Tuesday, December 26, 2000
Richard Grayson has a column in the Arizona Republic today (: "Bronzes Are 'White' Only," about the lack of racial diversity in J. Seward Johnson's statues on display in downtown Mesa.
Sunday, November 5, 2000
The Orlando Sentinel today (Sunday, November 5, 2000) presents Richard Grayson's platform in his write-in campaign for the U.S. Senate.
The Arizona Republic today (Sunday, November 5, 2000) features a State Lines column by Richard Grayson, "On Living Where There's No There."
ON LIVING WHERE THERE'S NO THERE THERE
By Richard Grayson
A few weeks after moving to Arizona last spring, I was sitting in the café of a Valley megabookstore, staring out the window at the multiscreen theater and big-box stores on the other side of the shopping center. About to drive home, I fretted about the heavy traffic I'd be facing on the Florida Turnpike.
Then I noticed the mountains.
Shaken, I realized I was in the Ahwatukee Foothills and not in Boca Raton.
Less than a year away from official AARP-dom, I had just experienced my first "senior moment."
Upon further reflection, however, I recognized that my mistake was quite natural, considering I was in a "power center" which almost exactly resembled one I frequented near my former home in South Florida - down to the layout of the Barnes & Noble and the number of theaters (24) with stadium seating in the AMC megaplex.
Actually, everything was pretty much the same as in other shopping centers I'd been to in recent years, from Saratoga, Calif. and Garden City, N.Y. to Billings, Mont. and Willow Grove, Pa. Oh sure, the misters cooling off outdoor diners at the trendy restaurants should have clued me in as to the desert locale, but the slight variation from the norm only seemed to emphasize the similarity.
That was the moment I knew Arizona was home.
Be it ever so humble, there's no place like every other place.
I live in a garden apartment in Mesa, just off the Superstition Freeway at Dobson Road. It is very similar to the garden apartment I lived in last year in Davie, Fla., just off an exit of Interstate 595. As in Florida, my "rental community" here has swimming pools, a tennis court and a clubhouse. Nearby are subdivisions of "executive homes" on cul-de-sacs and artificial lakes. Palm trees line the wide, traffic-clogged streets. My day-to-day environment is essentially identical to the one I experienced 2,300 miles away: a suburban neighborhood whose density has made it de facto urban. There's a bus stop nearby to use in case my car breaks down, and a Starbucks is literally our next-door neighbor. I live amid the stucco and concrete of what architecture critic Melvin Webber, describing emerging metro areas of the West, has called a "non-place urban realm."

- Exercise objective
Continue the essay about living in Mesa, Arizona, picking up right after its final sentence. The data that comes next plays no part in this work.

- Material supplied
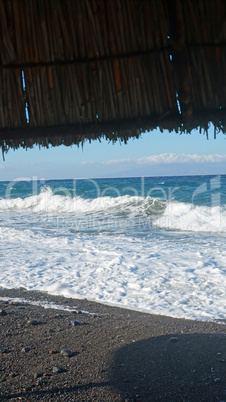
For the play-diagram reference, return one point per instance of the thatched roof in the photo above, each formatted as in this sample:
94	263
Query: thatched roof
77	69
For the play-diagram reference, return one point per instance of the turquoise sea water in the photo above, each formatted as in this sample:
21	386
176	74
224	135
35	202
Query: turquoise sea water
151	244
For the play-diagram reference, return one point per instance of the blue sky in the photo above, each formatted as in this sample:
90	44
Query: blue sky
154	154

- Task answer
I can walk to the same supermarket (Albertsons) and bank (Bank of America) as I could in my former suburban Fort Lauderdale neighborhood. I'm still within a five-minute drive of a regional mall, golf course, library, park, and dozens of strip malls - though I must admit that in Florida I did live a lot closer to the local branch of the University of Phoenix.
If I'm in need of "shoppertainment" in the form of outlet stores, video arcades, foreign tourists, mall TV and dining amid mechanical denizens of the rain forest, I can take myself to nearby Arizona Mills, a carbon copy of the Sawgrass Mills by my old stamping grounds.
In Scottsdale I can use my Neiman-Marcus credit card and find that once exclusively Southern confection, Krispy Kreme doughnuts.
I now get my hair cut at the same worldwide chain that I've patronized in Gainesville, Fla., and Sheridan, Wyo. A short drive to Tempe and I can purchase my gourmet frozen dinners at the same Trader Joe's where I've shopped in Silicon Valley and on Long Island, and I pick up organic produce at the same Whole Foods Market I've patronized in South Florida, as well as in the suburbs of Los Angeles, New York and Philadelphia. Although I subscribe to a different local paper here, I also continue to get home delivery of The New York Times.
Adjusting to life here was a snap. After all, not only did I already own a pair of Arizona jeans and regularly consume AriZona Iced Tea (the diet green variety, mostly), but when I lived in Manhattan in the 1980s, I'd eaten at the fabulously fashionable Arizona 206. In our global economy, what more needs to be done? After all, on Planet Consumer, whatever is unique to a region is reduced to mere buyable kitsch - like the saguaro-shaped pencils on sale at the local Walgreens.
But if you're expecting a lecture filled with terms like "soulless interchangeability," "unremitting déjà vu," and "sterile artifice," you won't get it from me. The sameness is exactly what I love about my part of Arizona. I like the fact that the only way I can tell I am entering a new neighborhood is when the fast-food outlets and chain stores start to repeat themselves. To a guy who's moved around as much as I have, the uniformity represents stability. The conformity makes me comfortable.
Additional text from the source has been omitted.